Extract to read:
%%
If I plug a device into a dead port, I get no output. However, if I booted with the mouse in a dead port, it got an error that suggested the cable was bad.

If anyone has any ideas as to a fix for this, I would greatly appreciate it. If its dead, I guess I may be investing in a hub or controller card soon.

----------

## nephlim

I think you should invest then, 'cause if all the different OS cannot detect USB hardware on the dead ports, I cannot see another reason for it than that they're dead.

Best regards

----------

## dsf

One other thought, even if a little off the wall.

I have a serial DB-9->USB adapter. Great stuff.

If I power on the system, it is detected. If I subsequently reboot, it is not.

(Easily seen from 'lsusb' output and from the dmesg output -- instead of a vendor string, there's some USB errors for that device, in my case.)
%%
Record excerpts:
%%
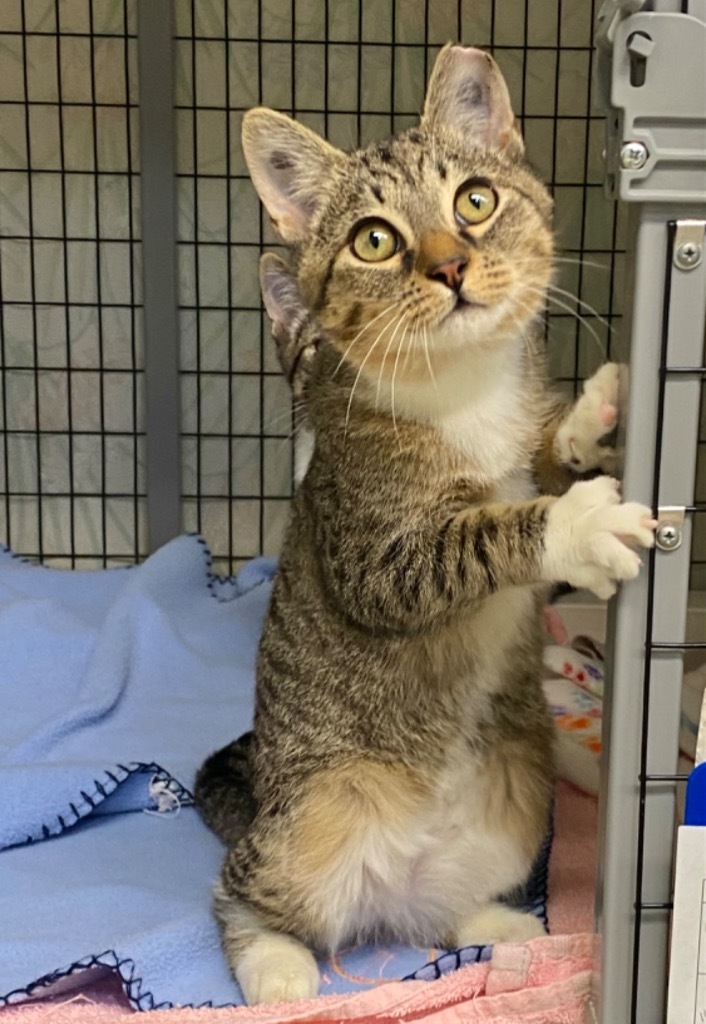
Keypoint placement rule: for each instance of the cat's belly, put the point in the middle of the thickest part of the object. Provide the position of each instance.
(415, 871)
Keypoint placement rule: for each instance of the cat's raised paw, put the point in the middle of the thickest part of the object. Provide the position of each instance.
(277, 969)
(580, 440)
(591, 536)
(497, 923)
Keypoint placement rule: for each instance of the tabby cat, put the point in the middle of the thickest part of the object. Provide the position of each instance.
(399, 775)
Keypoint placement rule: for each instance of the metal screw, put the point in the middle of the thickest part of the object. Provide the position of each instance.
(668, 537)
(633, 156)
(688, 255)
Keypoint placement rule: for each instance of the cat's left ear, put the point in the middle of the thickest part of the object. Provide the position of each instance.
(467, 92)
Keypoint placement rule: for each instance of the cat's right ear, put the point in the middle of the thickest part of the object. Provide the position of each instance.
(288, 163)
(281, 293)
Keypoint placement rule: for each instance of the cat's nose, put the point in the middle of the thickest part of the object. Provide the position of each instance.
(449, 272)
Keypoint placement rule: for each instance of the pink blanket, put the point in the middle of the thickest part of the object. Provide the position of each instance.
(544, 982)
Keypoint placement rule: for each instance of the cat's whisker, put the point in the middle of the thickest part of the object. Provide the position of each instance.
(573, 312)
(581, 302)
(361, 333)
(384, 357)
(360, 371)
(427, 357)
(395, 371)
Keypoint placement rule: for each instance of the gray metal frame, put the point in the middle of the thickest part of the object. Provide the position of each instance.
(648, 621)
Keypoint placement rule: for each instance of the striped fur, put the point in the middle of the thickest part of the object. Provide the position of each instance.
(400, 773)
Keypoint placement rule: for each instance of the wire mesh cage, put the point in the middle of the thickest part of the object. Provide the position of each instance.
(96, 372)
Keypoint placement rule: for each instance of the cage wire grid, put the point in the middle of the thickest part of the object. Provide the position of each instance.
(73, 486)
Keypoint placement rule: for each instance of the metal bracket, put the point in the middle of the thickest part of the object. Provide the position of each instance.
(669, 532)
(689, 244)
(656, 131)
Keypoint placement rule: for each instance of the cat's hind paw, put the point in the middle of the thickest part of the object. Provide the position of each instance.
(497, 923)
(277, 969)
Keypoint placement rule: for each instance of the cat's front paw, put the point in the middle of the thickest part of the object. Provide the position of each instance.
(581, 440)
(590, 537)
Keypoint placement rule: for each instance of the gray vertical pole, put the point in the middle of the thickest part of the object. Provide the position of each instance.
(656, 160)
(158, 207)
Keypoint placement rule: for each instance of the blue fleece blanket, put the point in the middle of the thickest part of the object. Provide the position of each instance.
(114, 687)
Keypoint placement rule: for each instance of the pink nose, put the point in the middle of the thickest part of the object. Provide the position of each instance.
(450, 272)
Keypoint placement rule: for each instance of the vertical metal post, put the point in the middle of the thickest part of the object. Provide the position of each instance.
(656, 159)
(158, 208)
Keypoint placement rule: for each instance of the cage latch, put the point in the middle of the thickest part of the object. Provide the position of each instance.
(669, 532)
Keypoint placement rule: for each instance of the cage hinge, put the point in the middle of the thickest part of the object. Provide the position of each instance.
(689, 244)
(655, 138)
(669, 532)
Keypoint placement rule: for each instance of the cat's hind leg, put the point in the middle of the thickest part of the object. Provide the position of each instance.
(268, 966)
(497, 923)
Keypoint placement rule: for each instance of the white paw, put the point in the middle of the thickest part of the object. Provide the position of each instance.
(588, 537)
(277, 969)
(496, 923)
(578, 440)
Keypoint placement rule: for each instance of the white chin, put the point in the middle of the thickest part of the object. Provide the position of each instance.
(471, 325)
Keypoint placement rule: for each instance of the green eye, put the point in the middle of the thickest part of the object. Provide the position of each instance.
(474, 203)
(374, 242)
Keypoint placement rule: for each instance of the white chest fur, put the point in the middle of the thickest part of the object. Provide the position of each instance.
(476, 401)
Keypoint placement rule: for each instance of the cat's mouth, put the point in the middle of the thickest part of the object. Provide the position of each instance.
(463, 304)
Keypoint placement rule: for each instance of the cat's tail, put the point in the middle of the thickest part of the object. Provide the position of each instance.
(223, 791)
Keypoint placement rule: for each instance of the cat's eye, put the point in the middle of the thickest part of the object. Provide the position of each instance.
(474, 202)
(374, 241)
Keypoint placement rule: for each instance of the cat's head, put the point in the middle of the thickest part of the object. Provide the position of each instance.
(435, 239)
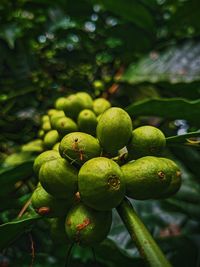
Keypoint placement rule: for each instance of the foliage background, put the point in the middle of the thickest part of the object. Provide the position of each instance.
(146, 55)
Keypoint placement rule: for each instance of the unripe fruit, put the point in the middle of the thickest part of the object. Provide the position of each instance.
(78, 147)
(86, 99)
(57, 230)
(56, 147)
(55, 117)
(86, 226)
(73, 106)
(60, 102)
(47, 205)
(44, 157)
(100, 105)
(114, 129)
(46, 126)
(87, 121)
(65, 125)
(51, 138)
(146, 177)
(175, 183)
(146, 141)
(101, 184)
(59, 178)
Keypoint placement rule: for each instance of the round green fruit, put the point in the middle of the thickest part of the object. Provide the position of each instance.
(59, 178)
(146, 178)
(175, 183)
(146, 141)
(101, 184)
(47, 205)
(51, 138)
(53, 119)
(114, 130)
(87, 121)
(57, 230)
(73, 106)
(86, 99)
(60, 103)
(100, 105)
(65, 125)
(78, 147)
(86, 226)
(44, 157)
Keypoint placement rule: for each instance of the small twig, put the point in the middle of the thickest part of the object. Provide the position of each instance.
(24, 208)
(32, 250)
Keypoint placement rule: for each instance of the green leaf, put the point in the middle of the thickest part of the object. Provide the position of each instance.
(10, 175)
(133, 11)
(186, 139)
(12, 230)
(174, 65)
(169, 108)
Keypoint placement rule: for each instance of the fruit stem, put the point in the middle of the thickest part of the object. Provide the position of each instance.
(148, 248)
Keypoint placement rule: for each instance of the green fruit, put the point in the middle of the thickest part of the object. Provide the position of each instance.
(146, 141)
(101, 184)
(44, 157)
(45, 118)
(100, 105)
(146, 177)
(114, 129)
(59, 178)
(60, 102)
(51, 138)
(175, 183)
(87, 121)
(79, 147)
(56, 146)
(47, 205)
(86, 99)
(41, 133)
(59, 114)
(46, 126)
(73, 106)
(65, 125)
(57, 230)
(52, 112)
(87, 227)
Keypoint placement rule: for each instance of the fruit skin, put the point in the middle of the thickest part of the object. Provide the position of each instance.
(57, 230)
(87, 102)
(101, 184)
(60, 102)
(100, 105)
(44, 157)
(114, 129)
(86, 226)
(47, 205)
(78, 147)
(146, 178)
(55, 117)
(87, 121)
(59, 178)
(146, 141)
(51, 138)
(65, 125)
(175, 183)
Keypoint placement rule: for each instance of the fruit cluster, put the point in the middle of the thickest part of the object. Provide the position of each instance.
(93, 159)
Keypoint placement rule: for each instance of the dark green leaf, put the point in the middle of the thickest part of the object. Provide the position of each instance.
(170, 108)
(12, 230)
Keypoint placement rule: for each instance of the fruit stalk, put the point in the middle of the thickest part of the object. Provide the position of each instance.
(145, 243)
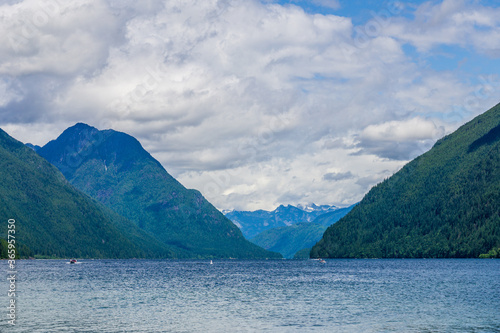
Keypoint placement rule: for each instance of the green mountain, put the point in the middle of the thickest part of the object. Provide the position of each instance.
(445, 203)
(113, 168)
(288, 240)
(52, 218)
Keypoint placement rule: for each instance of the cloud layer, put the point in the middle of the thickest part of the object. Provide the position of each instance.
(253, 103)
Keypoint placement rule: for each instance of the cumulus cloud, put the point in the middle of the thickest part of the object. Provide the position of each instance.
(254, 103)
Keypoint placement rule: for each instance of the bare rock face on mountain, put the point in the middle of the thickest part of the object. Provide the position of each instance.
(113, 168)
(51, 218)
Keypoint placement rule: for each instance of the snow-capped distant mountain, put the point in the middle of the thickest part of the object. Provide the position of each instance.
(253, 223)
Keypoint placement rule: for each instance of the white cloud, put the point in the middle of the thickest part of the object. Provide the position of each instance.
(450, 22)
(255, 104)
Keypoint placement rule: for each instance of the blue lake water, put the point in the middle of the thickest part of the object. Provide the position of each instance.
(254, 296)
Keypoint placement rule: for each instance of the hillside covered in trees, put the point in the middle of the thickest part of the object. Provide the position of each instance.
(443, 204)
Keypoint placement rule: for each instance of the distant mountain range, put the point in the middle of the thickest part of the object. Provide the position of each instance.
(443, 204)
(252, 223)
(299, 227)
(53, 219)
(113, 168)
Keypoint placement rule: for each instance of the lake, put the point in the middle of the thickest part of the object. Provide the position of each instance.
(254, 296)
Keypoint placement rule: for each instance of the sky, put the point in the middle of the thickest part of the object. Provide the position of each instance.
(254, 103)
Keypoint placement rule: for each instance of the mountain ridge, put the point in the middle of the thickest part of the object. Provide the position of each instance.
(116, 170)
(443, 204)
(252, 223)
(53, 219)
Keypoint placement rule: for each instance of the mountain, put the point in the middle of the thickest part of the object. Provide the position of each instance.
(113, 168)
(253, 223)
(54, 219)
(445, 203)
(288, 240)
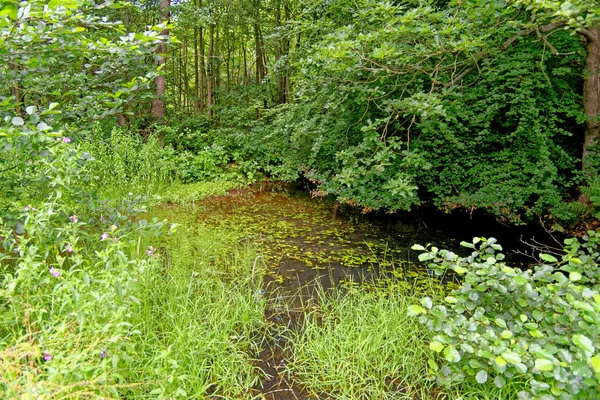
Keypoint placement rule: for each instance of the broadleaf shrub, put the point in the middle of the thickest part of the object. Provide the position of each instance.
(538, 326)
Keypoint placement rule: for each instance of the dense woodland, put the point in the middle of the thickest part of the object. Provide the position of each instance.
(386, 105)
(458, 105)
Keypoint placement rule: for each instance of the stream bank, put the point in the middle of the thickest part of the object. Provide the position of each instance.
(306, 252)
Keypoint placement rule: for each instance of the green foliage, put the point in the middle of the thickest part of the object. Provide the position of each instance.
(536, 326)
(207, 164)
(505, 144)
(126, 159)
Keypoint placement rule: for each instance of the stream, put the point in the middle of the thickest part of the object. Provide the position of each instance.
(307, 242)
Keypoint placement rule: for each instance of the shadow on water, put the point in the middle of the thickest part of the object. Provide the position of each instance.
(307, 243)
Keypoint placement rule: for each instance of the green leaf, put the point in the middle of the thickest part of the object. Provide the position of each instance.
(519, 280)
(451, 354)
(436, 346)
(414, 310)
(460, 270)
(580, 305)
(433, 365)
(583, 342)
(548, 258)
(425, 256)
(575, 276)
(481, 377)
(536, 333)
(506, 334)
(595, 361)
(511, 357)
(427, 303)
(541, 364)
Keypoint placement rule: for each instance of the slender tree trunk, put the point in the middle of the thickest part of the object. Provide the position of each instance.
(158, 103)
(245, 63)
(210, 70)
(202, 68)
(196, 74)
(186, 79)
(15, 90)
(260, 67)
(591, 93)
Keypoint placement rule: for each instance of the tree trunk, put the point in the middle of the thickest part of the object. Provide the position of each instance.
(591, 93)
(260, 67)
(210, 70)
(196, 74)
(202, 68)
(15, 90)
(158, 103)
(186, 79)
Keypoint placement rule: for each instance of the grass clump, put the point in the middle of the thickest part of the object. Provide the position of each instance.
(186, 194)
(201, 320)
(361, 344)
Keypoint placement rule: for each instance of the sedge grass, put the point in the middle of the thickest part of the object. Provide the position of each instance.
(200, 319)
(361, 344)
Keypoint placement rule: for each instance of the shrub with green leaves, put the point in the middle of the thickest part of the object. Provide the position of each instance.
(537, 326)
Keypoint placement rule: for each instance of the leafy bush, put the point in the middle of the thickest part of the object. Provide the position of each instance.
(126, 158)
(206, 165)
(538, 326)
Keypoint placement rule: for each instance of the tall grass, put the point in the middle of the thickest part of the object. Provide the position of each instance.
(361, 344)
(200, 319)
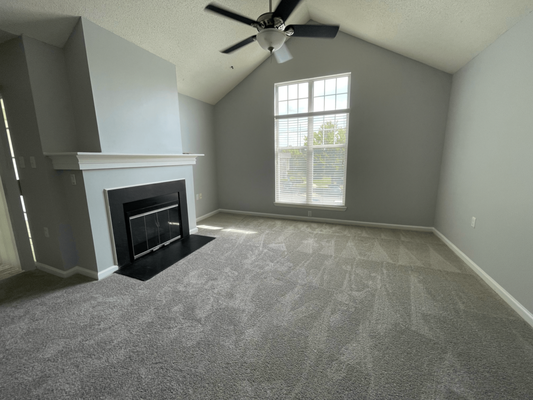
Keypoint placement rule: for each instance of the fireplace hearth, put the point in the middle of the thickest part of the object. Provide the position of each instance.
(151, 227)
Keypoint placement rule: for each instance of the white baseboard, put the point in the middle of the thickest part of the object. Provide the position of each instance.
(207, 215)
(76, 270)
(332, 221)
(504, 294)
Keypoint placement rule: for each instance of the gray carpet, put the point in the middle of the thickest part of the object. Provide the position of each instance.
(272, 309)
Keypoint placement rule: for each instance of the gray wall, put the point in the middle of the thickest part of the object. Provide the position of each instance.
(397, 125)
(23, 79)
(488, 162)
(198, 137)
(51, 95)
(87, 138)
(135, 95)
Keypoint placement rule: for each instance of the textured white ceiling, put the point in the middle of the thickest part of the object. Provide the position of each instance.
(445, 34)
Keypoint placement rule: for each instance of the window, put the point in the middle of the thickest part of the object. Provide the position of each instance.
(12, 153)
(312, 172)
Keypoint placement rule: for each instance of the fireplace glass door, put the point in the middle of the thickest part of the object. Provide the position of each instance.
(154, 229)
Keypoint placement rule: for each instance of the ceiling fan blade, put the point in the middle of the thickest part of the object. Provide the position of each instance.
(319, 31)
(237, 46)
(285, 8)
(229, 14)
(283, 54)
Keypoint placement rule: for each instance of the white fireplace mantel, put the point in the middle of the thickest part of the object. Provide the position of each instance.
(95, 161)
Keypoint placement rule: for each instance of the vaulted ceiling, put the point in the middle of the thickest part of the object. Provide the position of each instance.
(444, 34)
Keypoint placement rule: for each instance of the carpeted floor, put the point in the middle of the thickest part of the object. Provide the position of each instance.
(271, 309)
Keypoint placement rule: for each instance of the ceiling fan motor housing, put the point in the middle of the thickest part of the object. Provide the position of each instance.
(271, 39)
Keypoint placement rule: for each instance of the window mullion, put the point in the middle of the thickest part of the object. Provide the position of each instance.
(310, 140)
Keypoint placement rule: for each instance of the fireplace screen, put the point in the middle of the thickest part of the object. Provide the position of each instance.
(154, 229)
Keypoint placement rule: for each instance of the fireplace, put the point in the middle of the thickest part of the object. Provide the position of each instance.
(147, 218)
(151, 227)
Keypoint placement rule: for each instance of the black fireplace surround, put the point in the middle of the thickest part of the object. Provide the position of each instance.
(125, 203)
%%
Required actions:
A - Sum up the forum excerpt on dead USB ports in two sentences.
B - Using the forum excerpt on dead USB ports, decide for each statement whether it agrees with the text, answering yes or no and quoting the deciding words: (i) booting with the mouse in a dead port produced an error suggesting a bad cable; (ii) the serial adapter is still detected after a reboot; (iii) the reply from nephlim suggests the ports might still work.
C - Please extend the forum excerpt on dead USB ports by a few sentences, starting after its final parenthetical remark.

Results for the exercise:
A - A poster reports that devices plugged into certain USB ports give no output, that booting with a mouse in one of them produced an error suggesting a bad cable, and that a hub or controller card may be the next purchase if the ports are dead. One reply advises buying, since it sees no other reason than dead ports if different operating systems cannot detect hardware on them, while another describes a serial DB-9 to USB adapter that is detected at power-on but not after a reboot.

B -
(i) Yes: "it got an error that suggested the cable was bad."
(ii) No: "If I subsequently reboot, it is not."
(iii) No: "I cannot see another reason for it than that they're dead."

C -
My tentative thoughts is that I may have a BIOS bug of some sort that does not properly re-initialize something during a reboot. I don't think I could 'blame' Linux since the default is to do a cold restart at reboot time.

If I turn the power off (through a normal shutdown, of course), and then turn it back on, the system will see my USB device every time.

So... something to try -- if you shut down the system, move the USB device to the preferred location, then power on the system, is it visible?

If yes, then you have an initialization issue of some sort, but probably not a hardware problem.

If no, then you have a potential very real hardware problem with the USB device.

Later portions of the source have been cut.